▶ _УКАЗАНИЯ К ЗАДАНИЯМ_
A. Приведите дословно часть текста о Мортоне Фелдмане: всё, начиная со слов «На концерте Нью-Йоркской» и вниз до слов «на всю жизнь.» включительно.
B. Продолжите текст о Мортоне Фелдмане с того места, на котором он заканчивается.

▶ _ИСХОДНЫЙ ФРАГМЕНТ_
>>>>>

Фелдман

Фелдман

На концерте Нью-Йоркской филармонии, где исполняли симфонию Антона Веберна, 26 января 1950 года Джон Кейдж встретил еврейского парня шести футов ростом и трехсот фунтов весом – Мортона Фелдмана. Оба покинули “Карнеги-холл” до окончания концерта: согласно Фелдману – потому что их расстроила враждебная реакция публики на музыку Веберна, согласно Кейджу – потому что они хотели избежать “Симфонических танцев” Рахманинова, которыми заканчивалась программа. Когда они встретились на выходе, Фелдман повернулся к Кейджу и спросил: “Было прекрасно, не правда ли?” Так началась их дружба на всю жизнь.

Обоих композиторов часто упоминают вместе как часть нью-йоркской экспериментальной школы, в которую также входили Крисчен Вулф и Эрл Браун. Но Фелдман был единственным в своем роде персонажем – по словам Стива Райха, “абсолютно незабываемым человеком”. Как собеседник он был многословен, эгоистичен, властен, оскорбителен, шутлив, кокетлив и ярко поэтичен – один из величайших собеседников в современной истории Нью-Йорка. Но он был замкнутым и обращенным в себя композитором, редко повышавшим голос громче шепота. Его поглощенность бесконечными, тихими, мучительно красивыми мирами звука открыла еще одно неизвестное пространство в американской музыке.

<<<<<

▶ _ПРЕДОСТАВЛЕННЫЕ ДАННЫЕ_
>>>>>

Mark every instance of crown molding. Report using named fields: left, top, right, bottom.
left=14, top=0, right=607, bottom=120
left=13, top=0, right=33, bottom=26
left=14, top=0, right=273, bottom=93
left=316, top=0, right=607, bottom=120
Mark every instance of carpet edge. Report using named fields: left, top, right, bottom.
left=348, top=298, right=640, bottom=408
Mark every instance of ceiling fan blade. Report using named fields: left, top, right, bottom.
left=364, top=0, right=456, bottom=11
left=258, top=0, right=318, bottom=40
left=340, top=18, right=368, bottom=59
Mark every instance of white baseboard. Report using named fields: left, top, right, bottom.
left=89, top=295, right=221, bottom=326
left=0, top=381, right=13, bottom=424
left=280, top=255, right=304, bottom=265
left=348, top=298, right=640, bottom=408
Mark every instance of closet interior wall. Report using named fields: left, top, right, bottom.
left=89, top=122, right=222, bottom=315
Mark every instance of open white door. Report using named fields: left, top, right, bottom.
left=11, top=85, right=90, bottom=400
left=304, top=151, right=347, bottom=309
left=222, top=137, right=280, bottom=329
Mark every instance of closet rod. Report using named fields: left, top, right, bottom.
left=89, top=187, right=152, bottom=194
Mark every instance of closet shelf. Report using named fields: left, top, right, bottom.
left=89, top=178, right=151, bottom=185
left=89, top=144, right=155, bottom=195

<<<<<

▶ _ОТВЕТЫ ПО ПОРЯДКУ_
A.
На концерте Нью-Йоркской филармонии, где исполняли симфонию Антона Веберна, 26 января 1950 года Джон Кейдж встретил еврейского парня шести футов ростом и трехсот фунтов весом – Мортона Фелдмана. Оба покинули “Карнеги-холл” до окончания концерта: согласно Фелдману – потому что их расстроила враждебная реакция публики на музыку Веберна, согласно Кейджу – потому что они хотели избежать “Симфонических танцев” Рахманинова, которыми заканчивалась программа. Когда они встретились на выходе, Фелдман повернулся к Кейджу и спросил: “Было прекрасно, не правда ли?” Так началась их дружба на всю жизнь.

B.
Фелдман, которого все называли Морти, родился в 1926 году и был сыном производителя детских пальто. Он вырос в космополитичном Нью-Йорке 1930–40-х, когда Фьорелло Ла Гуардия отстаивал право на высокое искусство для рабочих, а европейские эмигранты запрудили улицы города. В те годы находчивый молодой человек мог получить первоклассное образование, просто болтаясь по барам и семинарам. В 1944 году Фелдман поступил в Нью-Йоркский университет, но бросил учебу через пару дней. Вместо этого он начал работать на фабрике своего отца и на полставки в химчистке у дяди. Он работал на той или другой работе до 44 лет.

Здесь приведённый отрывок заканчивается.